GIVEN DATA:
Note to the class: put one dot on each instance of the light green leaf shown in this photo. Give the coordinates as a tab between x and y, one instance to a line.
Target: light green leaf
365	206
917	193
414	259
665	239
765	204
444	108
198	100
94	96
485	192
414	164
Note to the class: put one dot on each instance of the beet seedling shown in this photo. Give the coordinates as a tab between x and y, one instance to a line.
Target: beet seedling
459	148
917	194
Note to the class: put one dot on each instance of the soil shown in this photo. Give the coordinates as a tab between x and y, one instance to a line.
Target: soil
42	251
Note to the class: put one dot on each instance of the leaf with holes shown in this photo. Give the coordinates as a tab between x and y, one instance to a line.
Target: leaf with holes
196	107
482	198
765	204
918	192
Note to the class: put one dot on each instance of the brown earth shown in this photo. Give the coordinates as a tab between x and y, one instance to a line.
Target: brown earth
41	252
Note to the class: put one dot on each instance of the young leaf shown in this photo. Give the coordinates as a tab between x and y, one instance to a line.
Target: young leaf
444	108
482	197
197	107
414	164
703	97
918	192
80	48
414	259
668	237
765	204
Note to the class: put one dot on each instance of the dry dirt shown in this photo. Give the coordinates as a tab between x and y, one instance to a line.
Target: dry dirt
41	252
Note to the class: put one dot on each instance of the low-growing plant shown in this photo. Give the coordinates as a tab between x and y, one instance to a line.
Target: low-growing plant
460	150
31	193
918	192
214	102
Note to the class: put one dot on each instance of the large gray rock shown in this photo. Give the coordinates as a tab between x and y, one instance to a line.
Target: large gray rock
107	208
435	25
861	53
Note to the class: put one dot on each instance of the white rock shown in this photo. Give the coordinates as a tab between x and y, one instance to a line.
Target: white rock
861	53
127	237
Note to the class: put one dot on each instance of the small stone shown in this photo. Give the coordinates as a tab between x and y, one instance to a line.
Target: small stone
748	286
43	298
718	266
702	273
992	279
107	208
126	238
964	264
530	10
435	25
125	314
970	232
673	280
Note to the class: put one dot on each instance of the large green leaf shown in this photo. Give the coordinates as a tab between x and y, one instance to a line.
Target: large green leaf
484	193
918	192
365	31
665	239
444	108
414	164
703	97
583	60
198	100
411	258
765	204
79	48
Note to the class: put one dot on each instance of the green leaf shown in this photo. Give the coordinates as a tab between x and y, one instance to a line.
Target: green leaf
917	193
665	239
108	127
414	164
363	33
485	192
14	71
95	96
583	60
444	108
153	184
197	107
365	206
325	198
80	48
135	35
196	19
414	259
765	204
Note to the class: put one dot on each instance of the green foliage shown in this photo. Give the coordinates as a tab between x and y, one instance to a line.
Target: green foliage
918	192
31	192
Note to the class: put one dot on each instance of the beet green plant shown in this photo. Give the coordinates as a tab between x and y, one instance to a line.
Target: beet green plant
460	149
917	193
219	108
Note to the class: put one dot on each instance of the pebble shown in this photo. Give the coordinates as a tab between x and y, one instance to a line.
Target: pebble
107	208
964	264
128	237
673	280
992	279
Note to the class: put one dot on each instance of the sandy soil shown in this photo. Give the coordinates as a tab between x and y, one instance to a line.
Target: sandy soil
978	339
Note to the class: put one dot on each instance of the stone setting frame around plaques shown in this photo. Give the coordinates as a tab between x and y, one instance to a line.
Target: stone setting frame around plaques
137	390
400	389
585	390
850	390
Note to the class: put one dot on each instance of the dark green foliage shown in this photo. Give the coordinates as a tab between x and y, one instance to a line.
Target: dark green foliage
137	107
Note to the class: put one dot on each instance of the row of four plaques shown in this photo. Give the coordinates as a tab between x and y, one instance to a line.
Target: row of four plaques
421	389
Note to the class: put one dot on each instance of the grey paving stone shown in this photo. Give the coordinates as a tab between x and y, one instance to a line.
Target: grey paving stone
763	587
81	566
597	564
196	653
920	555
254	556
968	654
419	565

GIVEN INSTRUCTION: Reproduce all of the data above, substituting "mark" for every occurrence of "dot" and leaving everything else unchanged.

WRITTEN SOLUTION:
Note to the class: put one mark on each instance of the light green leaf shown in this photo. Give the coordinates as a tab between x and y, one instance to a line.
Target: light green leaf
365	206
917	193
414	259
665	239
765	204
444	108
198	100
94	96
485	192
414	164
Note to the class: put one mark on each instance of the beet seedling shown in this photo. Give the coordinates as a tab between x and y, one instance to a line.
Target: beet seedling
459	148
917	194
Note to the class: put one mark on each instance of the soil shown in this photo. Give the coordinates as a tab between x and y, one instance to a line.
Target: soil
42	251
Note to the class: put one mark on each instance of the leaf with holes shown in this photo. Give the coordinates as a tab between x and y, one instance to a line.
Target: leaf with holes
196	107
482	198
765	204
918	192
Note to the class: put one mark on each instance of the brown earth shown in this photo. Give the coordinates as a tab between x and y, one instance to a line.
Target: brown earth
41	252
Note to the class: put one mark on each instance of the young leaf shown in this photo. Give the coordinates as a tab between x and y, one instance to a line.
Target: young leaf
444	108
482	197
197	107
414	164
703	97
918	192
80	48
414	259
668	237
765	204
Note to the class: put one mark on each instance of the dry dirt shown in this photo. Give the coordinates as a tab between x and y, one instance to a line.
Target: dry dirt
41	252
Note to the class: put one mark on each instance of the low-growing plant shown in this photo. Give the coordinates as a tab between x and y, one instance to a line.
Target: low-growing plant
460	150
31	193
918	192
214	102
Note to the class: put one mark on each instance of the large gray rock shown in this photo. Give the coordinates as a tab between x and y, one instance to a line.
Target: large gray rock
107	208
435	25
861	53
Note to the class: put one mark on each instance of the white rock shown in this photo. Give the coordinates as a tab between x and y, one instance to a line.
Target: white rock
861	53
127	237
Note to the class: put one mark on each instance of the small stone shown in this photo. Give the coordinates as a tab between x and y, one instance to a line.
Target: small stone
748	286
43	298
718	266
702	273
992	279
107	208
126	238
964	264
530	10
435	25
125	314
970	232
673	280
Note to the class: put one mark on each instance of the large green leaf shown in this photo. Give the coordinates as a tab between x and y, one instance to a line.
Target: large green leaf
484	193
918	192
365	31
665	239
444	108
414	164
703	97
583	60
198	100
411	258
765	204
79	48
Note to the class: put one mark on each instance of the green leaf shown in this photo. Give the coordinates as a tab between x and y, one instance to a line.
Target: green leaf
917	193
665	239
108	127
414	164
363	33
485	192
14	71
95	96
583	60
444	108
153	184
197	107
365	206
325	198
80	48
135	35
196	19
414	259
765	204
Note to the class: put one mark on each instance of the green foliage shown in this photo. Give the coordinates as a tab between x and y, one instance to a line.
Target: green foliage
918	192
31	192
Note to the class: put one mark on each instance of the beet green plant shown in this photo. Give the coordinates as a tab between x and y, one instance to a line.
Target: beet green plant
460	149
917	193
219	108
Note to the class: put one mark on each instance of the pebble shown in this photo. Give the coordinates as a tab between x and y, one instance to a line.
Target: pebble
107	208
964	264
128	237
673	280
992	279
Note to the class: put one mark on each instance of the sandy soil shown in this photo. Give the coordinates as a tab between x and y, one instance to a line.
Target: sandy soil
978	339
Note to the class: put one mark on each instance of the stone setting frame around plaques shown in this photo. Give the coordinates as a tab between x and y, one instance to a line.
Target: stone setting frame around plaques
137	390
400	389
585	390
850	390
Note to the class: put one mark on each instance of the dark green foliage shown in this photo. Give the coordinates as a tab between x and y, one instance to a line.
Target: dark green foliage
137	107
Note to the class: put one mark on each instance of the row of four plaques shown in this photo. Give the coordinates as a tab between x and y, one instance to a line.
Target: row of four plaques
421	389
Note to the class: put one mark on each instance of the grey paving stone shown in this photo. Give the coordinates as a tab between x and y, one instance to a line.
Target: grey paving stone
763	587
81	566
597	564
196	653
920	555
254	556
968	654
419	565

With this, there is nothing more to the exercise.